> _What this task involves_: In the material below, find the line containing "Target: woman's leg" and the line containing "Target: green painted bench", then reproduce exactly both of them and every line between, and nothing else.

> _Study material_:
=== Section Start ===
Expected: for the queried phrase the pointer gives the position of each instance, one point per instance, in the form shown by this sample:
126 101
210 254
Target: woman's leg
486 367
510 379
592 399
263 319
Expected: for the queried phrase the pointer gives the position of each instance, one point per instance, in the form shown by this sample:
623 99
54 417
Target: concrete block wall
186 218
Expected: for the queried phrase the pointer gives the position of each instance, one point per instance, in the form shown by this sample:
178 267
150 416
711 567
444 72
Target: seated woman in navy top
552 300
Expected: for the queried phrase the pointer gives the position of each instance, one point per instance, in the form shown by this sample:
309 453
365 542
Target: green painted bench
=== Section End ===
=== Section Start ===
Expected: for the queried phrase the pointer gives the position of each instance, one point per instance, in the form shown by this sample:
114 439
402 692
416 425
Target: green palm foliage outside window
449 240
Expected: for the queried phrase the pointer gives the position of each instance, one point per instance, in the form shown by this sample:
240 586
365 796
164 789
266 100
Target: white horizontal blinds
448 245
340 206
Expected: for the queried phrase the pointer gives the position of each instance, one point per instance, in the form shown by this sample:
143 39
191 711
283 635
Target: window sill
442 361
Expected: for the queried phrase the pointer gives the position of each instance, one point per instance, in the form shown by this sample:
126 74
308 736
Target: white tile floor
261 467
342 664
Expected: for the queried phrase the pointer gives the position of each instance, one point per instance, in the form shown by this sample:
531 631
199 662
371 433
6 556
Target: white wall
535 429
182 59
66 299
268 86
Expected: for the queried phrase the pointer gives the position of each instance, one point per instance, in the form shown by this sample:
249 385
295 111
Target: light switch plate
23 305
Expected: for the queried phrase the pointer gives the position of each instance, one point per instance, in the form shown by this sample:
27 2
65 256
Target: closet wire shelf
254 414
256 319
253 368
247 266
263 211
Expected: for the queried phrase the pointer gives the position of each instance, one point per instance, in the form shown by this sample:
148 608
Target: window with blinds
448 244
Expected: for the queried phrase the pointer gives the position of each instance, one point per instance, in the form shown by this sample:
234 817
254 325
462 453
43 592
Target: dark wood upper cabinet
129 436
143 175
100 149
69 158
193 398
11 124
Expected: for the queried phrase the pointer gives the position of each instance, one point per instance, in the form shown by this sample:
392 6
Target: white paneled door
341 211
=== Section End ===
=== Section Start ===
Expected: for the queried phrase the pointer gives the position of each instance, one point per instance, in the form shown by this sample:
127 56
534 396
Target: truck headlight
=== Section End ===
> _Response_:
Target: woman's leg
486 367
510 379
592 399
263 319
Expected: for the queried phrase the pointer gives the position of each instance, one point per instance, in the form shown by this sample:
623 99
54 417
Target: concrete block wall
186 218
Expected: for the queried phrase the pointer gives the position of each instance, one point per instance, in the form shown by this sample:
178 267
150 416
711 567
444 72
Target: seated woman in navy top
552 300
Expected: for the queried phrase the pointer gives the position of each instance, one point per instance, in the form shown by this sample:
309 453
365 542
Target: green painted bench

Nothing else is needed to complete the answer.